Mit abgeschlossener Ausbildung ging es jedoch schnell raus aus dem Sauerland – nach Woltersdorf bei Berlin. Kurz vor dem Umzug lernte er noch seine Frau in einem Zeltlager kennen. Die lebte allerdings 500 Kilometer entfernt von Woltersdorf in der Nähe von Frankfurt am Main. Nach zwei Jahren wurde geheiratet und Tobbe zog in den Taunus. Als Kind Nummer 1 unterwegs war, sollte eine neue Stelle her – am liebsten hauptamtlich in einer Gemeinde. Und so ging es endlich wieder etwas näher Richtung Sauerland, ins Bergische, genauer nach Solingen, wo Tobbes Frau aufgewachsen war. Nach zwei Jahren als Jugendreferent wechselte er die Stelle und erlebte als Programmleiter in einem Freizeithaus der Gemeinde mitten im Wald eine sehr intensive und schöne Zeit bei der Betreuung von Klassenfahrten und Ferienfreizeiten. Doch dann war Kind Nummer 2 da und wieder stand eine Veränderung an: Zurück ins Sauerland.
• • • •
• ARBEITSAUFTRAG A:
Beantworte diese Fragen zum Text über Tobbes Werdegang:
(i) Wohin zog Tobbe nach der abgeschlossenen Ausbildung?
(ii) Wo lernte er seine Frau kennen?
(iii) In welcher Funktion arbeitete er im Freizeithaus der Gemeinde?
• ARBEITSAUFTRAG B: Schreibe den Text über Tobbes Werdegang im gleichen Stil ab dem letzten Satz weiter.

Dateneinträge:
• • • •
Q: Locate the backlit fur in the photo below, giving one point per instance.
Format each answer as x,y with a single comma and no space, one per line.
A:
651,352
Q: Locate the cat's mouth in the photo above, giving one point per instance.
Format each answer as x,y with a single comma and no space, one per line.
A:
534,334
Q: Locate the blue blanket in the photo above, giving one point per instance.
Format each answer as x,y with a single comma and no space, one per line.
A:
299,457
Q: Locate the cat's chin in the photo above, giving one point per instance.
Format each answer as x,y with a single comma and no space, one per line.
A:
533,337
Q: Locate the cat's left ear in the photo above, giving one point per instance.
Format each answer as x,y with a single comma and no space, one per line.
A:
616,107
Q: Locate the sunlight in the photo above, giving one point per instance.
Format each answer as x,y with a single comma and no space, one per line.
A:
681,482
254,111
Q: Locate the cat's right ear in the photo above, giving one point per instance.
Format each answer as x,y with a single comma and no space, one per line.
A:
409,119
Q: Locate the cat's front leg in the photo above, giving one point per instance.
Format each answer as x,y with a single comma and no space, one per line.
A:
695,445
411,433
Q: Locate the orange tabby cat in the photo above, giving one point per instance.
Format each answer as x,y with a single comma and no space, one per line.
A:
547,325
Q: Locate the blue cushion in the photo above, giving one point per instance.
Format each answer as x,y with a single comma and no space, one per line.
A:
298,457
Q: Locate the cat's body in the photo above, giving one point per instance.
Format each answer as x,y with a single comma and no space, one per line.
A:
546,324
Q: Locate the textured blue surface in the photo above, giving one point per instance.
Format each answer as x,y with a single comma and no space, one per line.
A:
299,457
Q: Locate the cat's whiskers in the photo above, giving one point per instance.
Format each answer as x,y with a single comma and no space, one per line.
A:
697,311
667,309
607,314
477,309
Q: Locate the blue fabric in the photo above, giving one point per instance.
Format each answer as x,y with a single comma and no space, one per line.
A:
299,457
• • • •
• SCHRIFTLICHE ANTWORT A:
(i) Nach Woltersdorf bei Berlin.
(ii) In einem Zeltlager.
(iii) Als Programmleiter.

• SCHRIFTLICHE ANTWORT B:
In Meschede begann Tobbe wieder als Jugendreferent zu arbeiten – in der Freikirche, in der auch sein Vater arbeitete. Sechs Jahre hatte er viel Spaß bei der Arbeit mit den Kindern und Jugendlichen, aber irgendwann ist man in einem Alter, in dem man diese Aufgabe an einen Jüngeren übergeben muss. Und so ging es stattdessen an der Offenen Ganztagsschule in Velmede weiter, direkt um die Ecke und mit vielen bekannten Gesichter – ein echtes Geschenk.

Der Glaube ist für Tobbe ein ganz wichtiger Bestandteil seines Lebens. Für ihn ist es das, was ihn antreibt, das, was ihn auch in seiner Arbeit führt – auch jetzt noch, wenn er nicht mehr hauptberuflich in der Gemeinde arbeitet. Neben seiner Arbeit in der OGS will er daher auch in der Freizeit nicht untätig bleiben und in seiner Wahlheimat mithilfe seines Glaubens etwas bewegen.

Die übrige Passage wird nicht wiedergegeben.